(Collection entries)
----------

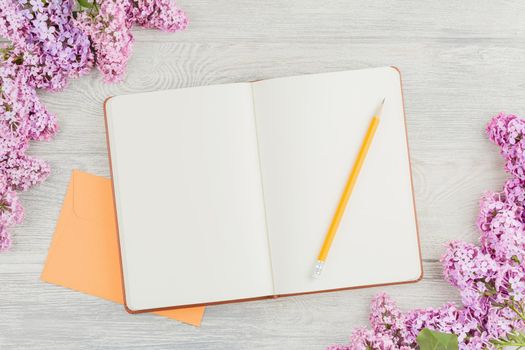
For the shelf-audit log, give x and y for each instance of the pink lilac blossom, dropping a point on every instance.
(490, 277)
(159, 14)
(53, 41)
(110, 34)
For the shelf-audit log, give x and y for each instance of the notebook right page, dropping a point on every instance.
(310, 129)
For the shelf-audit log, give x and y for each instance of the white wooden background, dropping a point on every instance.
(462, 62)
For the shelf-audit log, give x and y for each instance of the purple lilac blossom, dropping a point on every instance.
(490, 276)
(53, 41)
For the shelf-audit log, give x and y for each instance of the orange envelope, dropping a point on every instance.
(84, 253)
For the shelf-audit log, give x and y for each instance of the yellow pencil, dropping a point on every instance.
(332, 230)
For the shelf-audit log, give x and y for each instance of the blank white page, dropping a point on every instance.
(310, 129)
(188, 196)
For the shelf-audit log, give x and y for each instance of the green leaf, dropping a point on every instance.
(515, 339)
(432, 340)
(86, 3)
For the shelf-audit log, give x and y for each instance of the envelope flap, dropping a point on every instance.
(92, 197)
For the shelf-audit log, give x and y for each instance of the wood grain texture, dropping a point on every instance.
(461, 63)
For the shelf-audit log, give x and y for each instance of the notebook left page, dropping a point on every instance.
(188, 196)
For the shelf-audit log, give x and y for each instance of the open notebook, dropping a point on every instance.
(224, 193)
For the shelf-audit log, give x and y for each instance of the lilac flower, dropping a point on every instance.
(159, 14)
(53, 41)
(490, 277)
(110, 33)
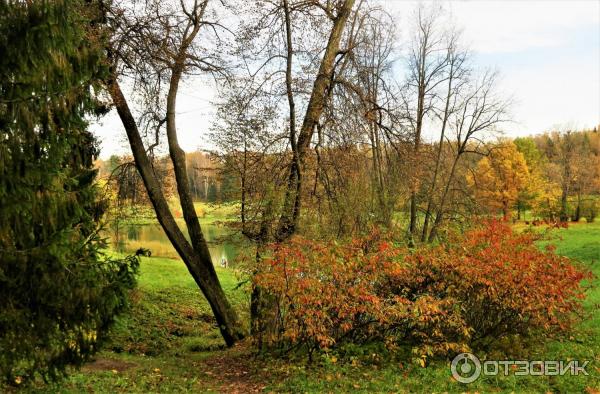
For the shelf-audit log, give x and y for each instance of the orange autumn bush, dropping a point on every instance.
(467, 293)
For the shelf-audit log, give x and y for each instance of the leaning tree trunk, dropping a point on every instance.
(197, 257)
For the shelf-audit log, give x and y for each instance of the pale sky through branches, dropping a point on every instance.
(547, 54)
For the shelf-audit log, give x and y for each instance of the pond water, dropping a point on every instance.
(127, 238)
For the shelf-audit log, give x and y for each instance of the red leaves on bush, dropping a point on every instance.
(477, 288)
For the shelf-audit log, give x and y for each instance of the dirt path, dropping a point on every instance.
(236, 370)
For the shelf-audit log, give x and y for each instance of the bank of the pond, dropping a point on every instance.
(169, 343)
(138, 228)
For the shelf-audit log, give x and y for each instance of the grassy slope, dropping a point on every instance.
(169, 343)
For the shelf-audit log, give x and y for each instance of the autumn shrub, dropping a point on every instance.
(467, 293)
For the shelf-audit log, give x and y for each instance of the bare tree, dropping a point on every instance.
(155, 43)
(479, 111)
(457, 74)
(427, 61)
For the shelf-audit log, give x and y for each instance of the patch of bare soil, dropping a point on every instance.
(236, 370)
(108, 364)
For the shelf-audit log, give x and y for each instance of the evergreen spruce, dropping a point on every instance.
(58, 293)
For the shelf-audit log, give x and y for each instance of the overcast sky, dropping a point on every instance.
(547, 53)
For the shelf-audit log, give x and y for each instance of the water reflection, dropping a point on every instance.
(127, 238)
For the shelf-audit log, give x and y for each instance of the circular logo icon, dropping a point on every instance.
(466, 368)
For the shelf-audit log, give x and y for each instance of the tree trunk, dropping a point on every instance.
(316, 104)
(198, 263)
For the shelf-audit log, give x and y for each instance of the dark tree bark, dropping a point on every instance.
(197, 261)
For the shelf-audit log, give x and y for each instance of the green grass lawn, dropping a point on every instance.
(169, 342)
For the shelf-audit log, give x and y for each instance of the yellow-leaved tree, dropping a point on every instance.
(499, 177)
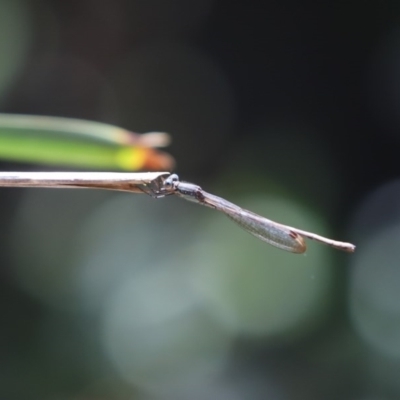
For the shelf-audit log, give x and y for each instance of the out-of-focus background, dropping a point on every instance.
(290, 109)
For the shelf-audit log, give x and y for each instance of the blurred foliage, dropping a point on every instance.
(290, 109)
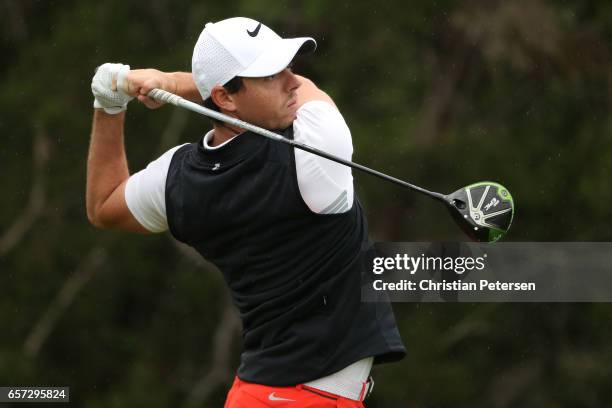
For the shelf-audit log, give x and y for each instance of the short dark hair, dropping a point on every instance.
(232, 86)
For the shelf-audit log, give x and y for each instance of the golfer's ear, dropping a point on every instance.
(223, 99)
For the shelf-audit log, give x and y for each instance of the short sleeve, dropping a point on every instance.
(326, 186)
(145, 193)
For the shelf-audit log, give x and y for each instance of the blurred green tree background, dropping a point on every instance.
(440, 93)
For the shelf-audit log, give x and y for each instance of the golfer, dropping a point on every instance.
(283, 225)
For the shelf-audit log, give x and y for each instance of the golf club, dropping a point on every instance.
(484, 210)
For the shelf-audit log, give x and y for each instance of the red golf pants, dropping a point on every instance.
(250, 395)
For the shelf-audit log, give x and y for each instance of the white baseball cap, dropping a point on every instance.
(243, 47)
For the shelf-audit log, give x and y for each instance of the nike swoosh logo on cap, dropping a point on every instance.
(271, 397)
(255, 31)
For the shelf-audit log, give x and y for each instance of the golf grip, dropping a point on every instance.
(167, 97)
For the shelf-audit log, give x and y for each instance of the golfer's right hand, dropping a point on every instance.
(139, 82)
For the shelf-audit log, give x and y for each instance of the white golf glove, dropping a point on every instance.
(107, 87)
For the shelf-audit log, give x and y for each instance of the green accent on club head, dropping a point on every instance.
(503, 193)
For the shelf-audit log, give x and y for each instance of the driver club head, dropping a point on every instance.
(483, 210)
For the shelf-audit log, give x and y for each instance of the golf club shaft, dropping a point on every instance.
(167, 97)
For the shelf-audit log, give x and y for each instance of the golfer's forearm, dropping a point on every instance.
(106, 164)
(185, 86)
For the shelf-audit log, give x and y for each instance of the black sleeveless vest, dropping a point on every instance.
(294, 275)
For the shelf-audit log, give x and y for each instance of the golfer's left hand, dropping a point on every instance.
(104, 88)
(139, 82)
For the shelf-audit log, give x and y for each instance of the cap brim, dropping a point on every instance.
(278, 55)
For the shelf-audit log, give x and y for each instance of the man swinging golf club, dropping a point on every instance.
(282, 225)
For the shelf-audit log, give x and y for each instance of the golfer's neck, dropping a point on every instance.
(223, 133)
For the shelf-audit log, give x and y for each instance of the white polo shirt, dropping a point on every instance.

----------

» **WORK INSTRUCTION**:
Output all of the data exactly as it stands, minus any images.

» **YOUR RESPONSE**:
For the shelf-audit log, give x and y for each instance of the pink lilac blossom, dropping a point on every instance.
(490, 277)
(159, 14)
(53, 41)
(110, 34)
For the shelf-audit log, give x and y for each instance of the notebook right page, dropping a point on every instance.
(310, 129)
For the shelf-audit log, give x and y for each instance of the white wooden background, dropping a point on every instance.
(462, 62)
For the shelf-audit log, give x and y for each instance of the purple lilac blossom, dropping a point on every instance.
(490, 276)
(53, 41)
For the shelf-audit log, give x and y for each instance of the orange envelope, dropping a point on every instance.
(84, 253)
For the shelf-audit log, give x and y for each instance of the yellow pencil, dropping a point on every instance.
(332, 230)
For the shelf-audit log, give x and y for each instance of the blank white page, dropping a point on every instance.
(310, 129)
(188, 196)
For the shelf-audit log, give x and y for each instance of the green leaf, dropping a point on every instance.
(515, 339)
(432, 340)
(86, 3)
For the shelf-audit log, give x and y for each instance of the envelope flap, dropping a point on every instance.
(92, 197)
For the shelf-audit log, give x and y for each instance of the wood grain texture, dropping a point on every instance.
(461, 63)
For the shelf-audit log, give x and y for each instance of the notebook left page, dropping a point on every instance.
(188, 196)
For the shelf-audit log, give x and y for each instance of the open notebook, dropping a point on every instance.
(224, 193)
For the shelf-audit log, give x and y for each instance of the lilac flower, dropping a point on every instance.
(159, 14)
(53, 41)
(490, 277)
(110, 33)
For the shelf-audit log, give x and y for each instance of the orange autumn bush, dropping a point on every instance.
(467, 293)
For the shelf-audit log, give x and y for each instance of the leaning tree trunk, dropping a point on every instance.
(197, 257)
For the shelf-audit log, give x and y for each instance of the pale sky through branches, dropping a point on every instance.
(547, 54)
For the shelf-audit log, give x and y for each instance of the pond water, dropping a point on every instance.
(127, 238)
For the shelf-audit log, give x and y for each instance of the red leaves on bush, dropping a point on every instance.
(477, 288)
For the shelf-audit log, give x and y for each instance of the dirt path, dropping a point on every instance.
(236, 370)
For the shelf-audit log, give x and y for each instance of the bank of the pond, dropping a point on every instance.
(169, 343)
(138, 228)
For the shelf-audit log, give x and y for each instance of the grassy slope, dropping a point on every instance.
(169, 343)
For the shelf-audit log, give x and y for each instance of the autumn shrub, dropping a point on every instance.
(467, 293)
For the shelf-audit log, give x and y for each instance of the bare tree, dropping a point on every instance.
(155, 43)
(479, 111)
(457, 74)
(427, 61)
For the shelf-audit log, give x and y for each instance of the patch of bare soil, dropping a point on every instance.
(236, 370)
(108, 364)
For the shelf-audit log, give x and y for each instance of the evergreen spruce, dropping a point on every instance.
(58, 293)
For the shelf-audit log, give x and y for each instance of the overcast sky, dropping a point on every instance.
(547, 53)
For the shelf-audit log, give x and y for each instance of the water reflection, dropping a point on every instance.
(127, 238)
For the shelf-audit log, give x and y for each instance of the circular logo icon, dropping a point on every instance.
(466, 368)
For the shelf-audit log, give x and y for each instance of the tree trunk, dropping a point on every instance.
(316, 104)
(198, 263)
For the shelf-audit log, give x and y for each instance of the dark tree bark, dropping a point on every instance.
(197, 261)
For the shelf-audit log, give x and y for each instance of the green grass lawn, dropping a point on every instance.
(169, 342)
For the shelf-audit log, give x and y for each instance of the yellow-leaved tree, dropping a point on every instance.
(499, 177)
For the shelf-audit log, give x and y for each instance of the out-of-focus background, dropping a point on every instance.
(290, 109)
For the shelf-audit log, give x and y for each instance of the blurred foliage, dropping a point on every instance.
(290, 109)
For the shelf-audit log, give x and y for each instance of the short dark hair, dropping a point on every instance.
(232, 86)
For the shelf-audit log, give x and y for each instance of the golfer's ear, dropping a point on every instance.
(223, 99)
For the shelf-audit log, give x and y for each instance of the short sleeve, dropping a point on every instance.
(326, 186)
(145, 193)
For the shelf-audit log, give x and y for each instance of the blurred green tree background, dropping a point on every instance.
(440, 93)
For the shelf-audit log, give x and y for each instance of the golfer, dropping a point on every instance.
(283, 225)
For the shelf-audit log, give x and y for each instance of the golf club, dropping a point on every instance.
(484, 210)
For the shelf-audit log, give x and y for each instance of the red golf pants, dropping a point on every instance.
(250, 395)
For the shelf-audit log, give x and y for each instance of the white baseball cap, dropping a point on every instance.
(243, 47)
For the shelf-audit log, give x and y for each instance of the nike swoosh logo on cap, dropping a point on every instance.
(271, 397)
(255, 31)
For the shelf-audit log, give x and y for each instance of the golf grip, dropping a point on every instance.
(167, 97)
For the shelf-audit log, give x and y for each instance of the golfer's right hand, dropping a point on every instance.
(139, 82)
For the shelf-audit log, give x and y for each instance of the white golf glove, dropping a point on every instance.
(107, 87)
For the shelf-audit log, give x and y for each instance of the green accent on club head, dropping a point on every instance.
(503, 193)
For the shelf-audit log, give x and y for each instance of the driver club head, dropping a point on every instance.
(483, 210)
For the shelf-audit log, give x and y for each instance of the golf club shaft, dropping a point on every instance.
(167, 97)
For the shelf-audit log, give x and y for each instance of the golfer's forearm, dropping a point on every instance.
(106, 164)
(185, 86)
For the shelf-audit log, give x and y for each instance of the black sleeveless vest, dropping a point on every instance.
(294, 275)
For the shelf-audit log, give x and y for each instance of the golfer's left hand, dropping a point on every instance.
(104, 88)
(139, 82)
For the shelf-audit log, give x and y for each instance of the cap brim, dropping a point on every instance.
(278, 55)
For the shelf-audit log, give x and y for each instance of the man swinging golf club, dropping a point on every instance.
(282, 225)
For the shelf-audit log, give x and y for each instance of the golfer's neck, dropping a point on every instance.
(223, 133)
For the shelf-audit log, give x and y for each instance of the white polo shirt, dropping a point on every instance.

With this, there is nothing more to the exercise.